Aim:
Take the material from the line with "Can you spot the red" up to and including the line with "[[266, 181], [61, 348]]", and reproduce only those lines with every "Place a point for each instance" changed to "Mark every instance with a point" and everything else left as it is.
BEGIN Exercise inputs
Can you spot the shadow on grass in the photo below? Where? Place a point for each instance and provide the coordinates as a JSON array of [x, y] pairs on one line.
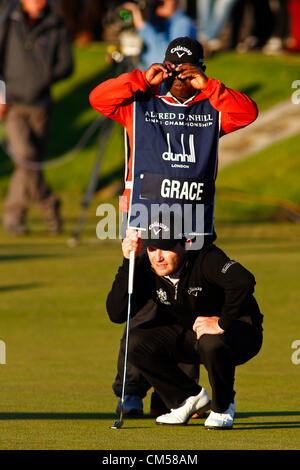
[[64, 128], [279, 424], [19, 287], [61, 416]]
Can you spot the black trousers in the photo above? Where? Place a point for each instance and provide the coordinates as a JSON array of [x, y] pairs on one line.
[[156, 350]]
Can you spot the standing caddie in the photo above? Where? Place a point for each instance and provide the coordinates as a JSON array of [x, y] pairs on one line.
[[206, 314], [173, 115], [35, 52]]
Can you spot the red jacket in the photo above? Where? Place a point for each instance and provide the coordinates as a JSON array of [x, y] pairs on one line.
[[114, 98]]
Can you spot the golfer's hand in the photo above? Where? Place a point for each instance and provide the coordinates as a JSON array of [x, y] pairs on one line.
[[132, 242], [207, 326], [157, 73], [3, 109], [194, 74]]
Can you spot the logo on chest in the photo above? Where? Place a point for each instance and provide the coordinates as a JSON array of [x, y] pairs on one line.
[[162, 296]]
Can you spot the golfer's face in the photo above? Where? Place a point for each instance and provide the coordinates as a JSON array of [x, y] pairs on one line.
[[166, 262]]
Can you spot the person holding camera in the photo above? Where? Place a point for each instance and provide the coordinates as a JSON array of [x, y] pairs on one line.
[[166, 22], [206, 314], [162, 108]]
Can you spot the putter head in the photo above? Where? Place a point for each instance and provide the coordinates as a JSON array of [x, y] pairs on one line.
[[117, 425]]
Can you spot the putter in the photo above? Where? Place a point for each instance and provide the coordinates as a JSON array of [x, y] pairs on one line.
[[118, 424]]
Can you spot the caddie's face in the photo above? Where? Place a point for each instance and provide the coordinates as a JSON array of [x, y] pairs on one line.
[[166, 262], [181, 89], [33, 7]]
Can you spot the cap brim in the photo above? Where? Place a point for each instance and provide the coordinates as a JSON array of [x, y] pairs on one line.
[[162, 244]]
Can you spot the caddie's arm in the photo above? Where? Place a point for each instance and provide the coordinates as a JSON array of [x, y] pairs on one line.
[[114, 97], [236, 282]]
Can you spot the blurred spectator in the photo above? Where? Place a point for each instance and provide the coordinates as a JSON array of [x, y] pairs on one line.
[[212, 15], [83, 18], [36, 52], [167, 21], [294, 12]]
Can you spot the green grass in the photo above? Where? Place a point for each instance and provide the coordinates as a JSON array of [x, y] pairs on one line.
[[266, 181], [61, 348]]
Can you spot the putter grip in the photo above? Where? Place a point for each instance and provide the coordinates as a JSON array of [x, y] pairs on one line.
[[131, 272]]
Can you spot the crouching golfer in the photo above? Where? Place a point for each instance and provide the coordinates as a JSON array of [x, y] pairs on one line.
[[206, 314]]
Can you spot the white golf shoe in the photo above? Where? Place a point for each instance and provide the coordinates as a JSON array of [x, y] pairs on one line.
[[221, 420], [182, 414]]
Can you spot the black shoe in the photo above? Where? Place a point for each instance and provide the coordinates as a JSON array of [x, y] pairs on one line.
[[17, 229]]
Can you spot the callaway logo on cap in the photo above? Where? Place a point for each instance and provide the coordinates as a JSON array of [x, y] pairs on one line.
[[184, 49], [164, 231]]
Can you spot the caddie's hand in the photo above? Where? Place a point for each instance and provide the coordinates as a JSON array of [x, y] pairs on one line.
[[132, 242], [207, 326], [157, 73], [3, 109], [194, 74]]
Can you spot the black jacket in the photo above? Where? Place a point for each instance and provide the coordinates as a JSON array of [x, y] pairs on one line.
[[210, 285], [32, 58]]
END Exercise inputs
BEGIN Exercise inputs
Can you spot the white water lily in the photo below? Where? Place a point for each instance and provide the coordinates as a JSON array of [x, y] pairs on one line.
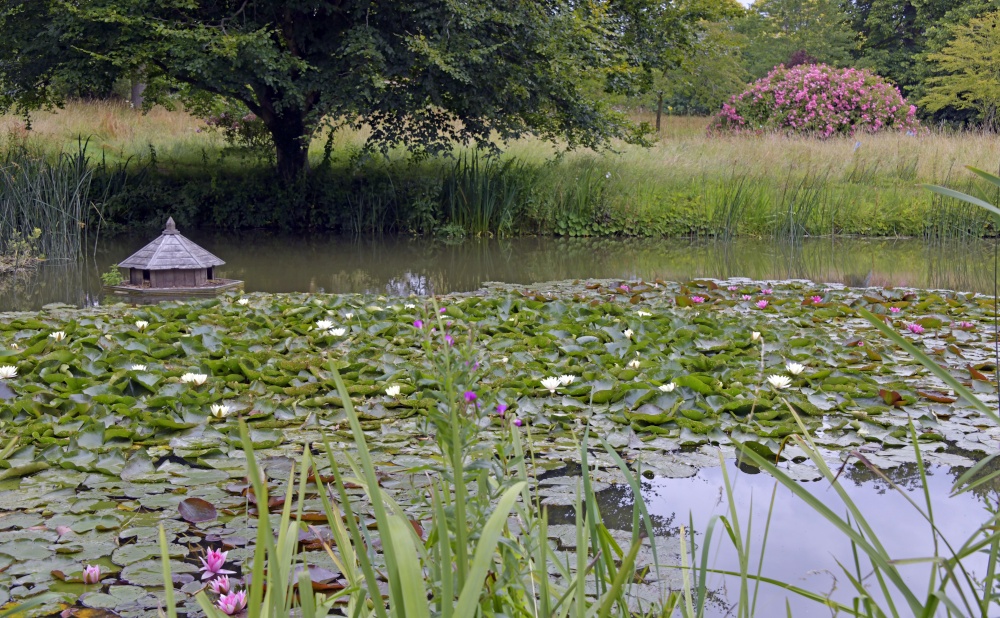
END Exercise inputs
Output of the task:
Can you spot the red jacket in the photo above? Where? Mark every instance with a point and provide the coordinates as a JSON array of [x, y] pairs on one line.
[[114, 98]]
Can you spot the golfer's hand in the photo above? Where? Mark every instance with a point and provide the coordinates as a JSON array of [x, y] pairs on one line.
[[132, 242], [207, 326], [157, 73], [3, 109], [194, 74]]
Can you spot the logo on chest in the photo above? Where? Mark every instance with a point and provide the coordinates as a JSON array of [x, y] pairs on one line.
[[162, 296]]
Can you spot the golfer's face in the photo above? Where? Mark every instance with a point and provide the coordinates as a JSON array of [x, y] pairs on one line.
[[166, 262]]
Can you spot the person holding camera in the photo above? Where? Mark every instance with a point and provide the coordinates as a JSON array of [x, y] pairs on one line.
[[166, 22], [206, 314], [162, 108]]
Can you spot the putter head in the photo above? Where? Mark every instance with a point and provide the coordinates as a JSON array of [x, y] pairs on one line.
[[117, 425]]
Can you spot the putter in the photo above? Where? Mark every instance with a point and provide the coordinates as a JSON array of [x, y] pairs on one line.
[[118, 424]]
Can you spot the caddie's face in the photo above? Where? Mark every instance with a point and provide the coordinates as a JSON array of [x, y] pairs on one line.
[[166, 262], [181, 89], [33, 7]]
Can you spot the cap brim in the photo above? Where? Mark every instance with a point and provide the coordinates as a JSON array of [x, y] pairs on one line.
[[162, 244]]
Can you spot the caddie's arm in the photo above? Where? Mark every instance with a point and provide the coordinates as a JSON array of [x, y] pairs on one line.
[[114, 97], [236, 282]]
Can you spot the blurred spectator in the photo above? Where? Mark every instance with a point and provide the coordinates as a JSON array of [x, y] pairs on one line.
[[212, 15], [83, 18], [36, 52], [167, 21], [294, 12]]
Can you spot the green grass in the photo above? Where? Mark every instance with a point and provide the coordinates as a JSON array of [x, y] pairs on one line.
[[266, 181], [61, 348]]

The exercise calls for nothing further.